» 課題
次の(a)〜(c)が提示文の内容と合っているか、それぞれ「はい」か「いいえ」で答え、判断の決め手となる提示文の語句を一字も変えずに引用せよ。(a) SS「Aisainooka」は路面コンディション悪化のためSS距離が短縮された。(b) 勝田はSS14でスピンしてタイムロスした。(c) 鎌田は最終SSでベストタイムをマークした。

══ 提示文

競技3日目のラリー最終日は、SS13〜SS18の計6SS。後半がハイスピードセクションで構成され、この日が初走行となるSS「Aisainooka」は、路面コンディション悪化のためSS距離が27.04kmに短縮された。前日に引き続き好天に恵まれ、気温も上昇したものの、雪の残るステージも多く、スノーラリーらしい光景も随所に見られた。

JN1クラスは、総合首位に鎌田、2番手に新井、3番手に勝田という順位でこの日をスタート。鎌田と新井の差は21.1秒とやや開いているが、新井と勝田の差はわずかに1.0秒。前日終盤に逆転して順位を上げた新井は、この日最初のSS13で渾身のベストタイムをマークし勝田との差を4.6秒に広げている。続くSS14〜SS16までは、鎌田が3連続で一番時計。特にSS15「Omae Suzaka」では、これまでのSSでは0.1秒を争う両者の攻防が続くなか、鎌田はこのSSだけで新井を5.3秒引き離すベストタイムをマーク。SS16を終えた段階で、鎌田は新井との差を26.7秒にまで拡大し、新井に「(逆転は)ちょっと難しいかな」と言わせるほど、勝利は目前に迫っていた。一方の勝田はSS14で雪壁からの脱出に手間取りタイムロス、首位の鎌田から遅れること1分2秒2、2番手新井との差も35.5秒となり、逆転は難しい状況に。

ところが、ラリーは終わるまで何が起こるか分からない。ラリーのフィニッシュまで残り2SSとなったSS17で、まさかの事態が起きる。鎌田は高速コーナーをインカットした際、ホイールハウスにシャーベット状の雪が詰まってしまい、ステアリングがロックした状態のままスピン。ステアリングを切り返してUターンしようにも、そのステアリングが効かずに大きくタイムロスを余儀なくされた。この鎌田のアクシデントにより、新井が首位に浮上。最終SSで鎌田はベストタイムをマークするものの、失ったタイムを取り戻すことは叶わず、新井がシーズン初戦を制することとなった。10.4秒差の2位に鎌田、35.9秒差の3位に勝田が入っている。

新井は「選手権を考えれば大きいけど、鎌田選手のミスがあったうえでの結果なので、ちょっと素直には喜べないですね。今回はとにかく難しいコンディションで、自分も含めてみんながスピンなどでタイムロスしています。そのおかげで勝ち残ったということでしょうね。次の新城も頑張りたいと思います」とラリーを振り返った。

════
══ 提供データ

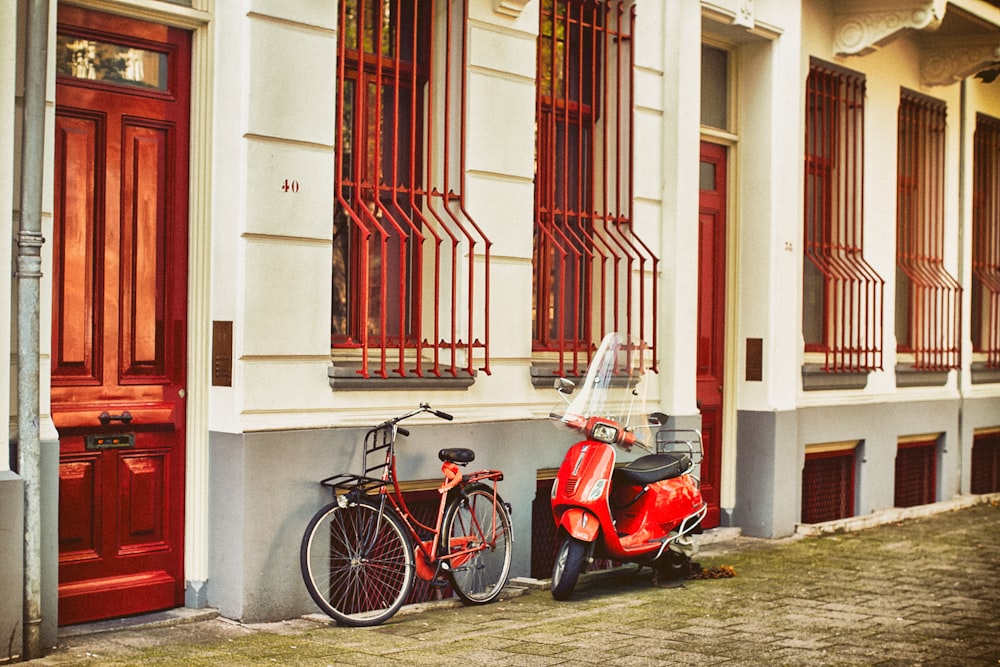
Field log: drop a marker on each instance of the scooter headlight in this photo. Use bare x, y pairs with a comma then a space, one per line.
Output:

════

» 正答
(a) はい。「路面コンディション悪化のためSS距離が27.04kmに短縮された」
(b) いいえ。「勝田はSS14で雪壁からの脱出に手間取りタイムロス」
(c) はい。「最終SSで鎌田はベストタイムをマークするものの」